START EXCERPT TO READ
Text Index. Make MIN_WORD_PREFIX_SIZE configurable.

ad-freiburg / qlever

Very fast SPARQL Engine, which can handle very large knowledge graphs like the complete Wikidata, offers context-sensitive autocompletion for SPARQL queries, and allows combination with text search. It's faster than engines like Blazegraph or Virtuoso, especially for queries involving large result sets.

Apache License 2.0

372 stars 44 forks source link

Text Index. Make MIN_WORD_PREFIX_SIZE configurable. #1391

Open aindlq opened 2 months ago

aindlq commented 2 months ago

Default value of MIN_WORD_PREFIX_SIZE is 4, which can be a bit too high for some searches. Is it possible to make it configurable? Would it work if I just change it to 3? It says here https://github.com/ad-freiburg/qlever/blob/14d6e1cc26b53f2ff563e98fcee57135df3537bb/src/index/IndexImpl.Text.cpp#L482:

If you need this to be changed, please contact the developers

hannahbast commented 2 months ago

@aindlq Can you tell us how large your text corpus is, that is, how many word occurrences? And yes, as a very first step this should be configurable.
END EXCERPT TO READ
START PROVIDED DATA
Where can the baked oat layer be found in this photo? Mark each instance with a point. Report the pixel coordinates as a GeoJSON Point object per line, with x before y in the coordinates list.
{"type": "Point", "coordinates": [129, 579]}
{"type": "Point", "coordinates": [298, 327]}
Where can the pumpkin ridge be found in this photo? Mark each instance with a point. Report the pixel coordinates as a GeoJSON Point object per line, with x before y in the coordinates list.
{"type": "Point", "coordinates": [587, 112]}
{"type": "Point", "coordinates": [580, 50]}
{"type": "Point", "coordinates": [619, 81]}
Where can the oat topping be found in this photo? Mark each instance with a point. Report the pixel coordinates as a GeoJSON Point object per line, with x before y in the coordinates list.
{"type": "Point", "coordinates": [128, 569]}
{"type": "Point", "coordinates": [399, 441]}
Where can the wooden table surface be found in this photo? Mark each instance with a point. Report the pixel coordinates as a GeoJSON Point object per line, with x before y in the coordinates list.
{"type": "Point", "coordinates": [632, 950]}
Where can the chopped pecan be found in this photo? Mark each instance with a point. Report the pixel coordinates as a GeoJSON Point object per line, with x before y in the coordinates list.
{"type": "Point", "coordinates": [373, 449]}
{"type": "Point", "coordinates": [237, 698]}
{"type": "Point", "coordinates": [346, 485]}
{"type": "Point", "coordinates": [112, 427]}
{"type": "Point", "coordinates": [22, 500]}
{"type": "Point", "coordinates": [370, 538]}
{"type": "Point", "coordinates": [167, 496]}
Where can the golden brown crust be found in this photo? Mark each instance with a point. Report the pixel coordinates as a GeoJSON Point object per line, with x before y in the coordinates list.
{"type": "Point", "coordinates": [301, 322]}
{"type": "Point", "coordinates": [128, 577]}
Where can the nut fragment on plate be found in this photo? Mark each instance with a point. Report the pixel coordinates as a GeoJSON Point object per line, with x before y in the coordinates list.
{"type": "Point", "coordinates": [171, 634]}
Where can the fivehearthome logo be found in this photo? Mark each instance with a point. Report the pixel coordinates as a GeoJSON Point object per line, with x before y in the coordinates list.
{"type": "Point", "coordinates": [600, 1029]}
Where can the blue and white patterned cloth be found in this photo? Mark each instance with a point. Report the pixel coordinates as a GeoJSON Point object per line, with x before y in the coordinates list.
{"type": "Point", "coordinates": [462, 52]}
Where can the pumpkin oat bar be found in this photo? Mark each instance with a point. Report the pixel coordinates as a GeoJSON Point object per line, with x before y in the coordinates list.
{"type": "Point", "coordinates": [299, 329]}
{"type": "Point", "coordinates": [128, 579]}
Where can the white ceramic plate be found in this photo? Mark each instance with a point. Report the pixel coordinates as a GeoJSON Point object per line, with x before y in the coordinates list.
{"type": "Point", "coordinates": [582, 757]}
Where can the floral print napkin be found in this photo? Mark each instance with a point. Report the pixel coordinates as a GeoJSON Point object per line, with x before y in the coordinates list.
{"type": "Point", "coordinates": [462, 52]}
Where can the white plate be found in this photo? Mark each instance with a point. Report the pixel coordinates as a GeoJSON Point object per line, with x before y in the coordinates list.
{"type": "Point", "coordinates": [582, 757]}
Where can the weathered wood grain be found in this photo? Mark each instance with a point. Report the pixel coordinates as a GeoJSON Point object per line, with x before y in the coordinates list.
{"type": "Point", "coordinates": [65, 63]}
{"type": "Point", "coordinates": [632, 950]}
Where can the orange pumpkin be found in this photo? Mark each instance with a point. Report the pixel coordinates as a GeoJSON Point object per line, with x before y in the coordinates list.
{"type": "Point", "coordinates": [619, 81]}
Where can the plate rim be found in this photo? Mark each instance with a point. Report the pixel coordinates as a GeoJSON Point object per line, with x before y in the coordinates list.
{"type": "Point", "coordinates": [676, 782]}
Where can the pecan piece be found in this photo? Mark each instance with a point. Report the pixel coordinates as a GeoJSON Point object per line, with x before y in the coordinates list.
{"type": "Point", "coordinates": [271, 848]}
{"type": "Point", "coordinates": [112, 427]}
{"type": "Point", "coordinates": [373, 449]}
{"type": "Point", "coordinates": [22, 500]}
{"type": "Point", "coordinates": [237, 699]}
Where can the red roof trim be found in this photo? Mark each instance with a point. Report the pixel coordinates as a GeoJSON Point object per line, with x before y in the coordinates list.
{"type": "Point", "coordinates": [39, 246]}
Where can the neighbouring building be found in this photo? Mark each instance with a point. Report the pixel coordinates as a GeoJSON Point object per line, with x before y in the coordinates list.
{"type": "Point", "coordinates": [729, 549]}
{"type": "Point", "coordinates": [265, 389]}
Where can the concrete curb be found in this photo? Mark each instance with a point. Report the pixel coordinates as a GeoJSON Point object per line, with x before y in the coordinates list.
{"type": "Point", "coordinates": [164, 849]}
END PROVIDED DATA
● DIRECTION
Please continue the forum thread above about making MIN_WORD_PREFIX_SIZE configurable in the text index, picking up after its last comment.

● EXERCISE RESULT
aindlq commented 2 months ago

Right now it is:

INFO: Statistics for text index: #words = 10,714,805, #blocks = 42,960

That is only a subset of the whole data that we are going to load. I guess in the end it should be x5-10 from that number

hannahbast commented 2 months ago

@aindlq Have you tried just lowering the value? For 10M words, even MIN_WORD_PREFIX_SIZE = 1 should be fine. For 100M words, MIN_WORD_PREFIX_SIZE = 2 might still be OK.

aindlq commented 2 months ago

@hannahbast seems to be working fine with MIN_WORD_PREFIX_SIZE = 3 , with a minor change to:

static cppcoro::generator<std::string> fourLetterPrefixes() {
....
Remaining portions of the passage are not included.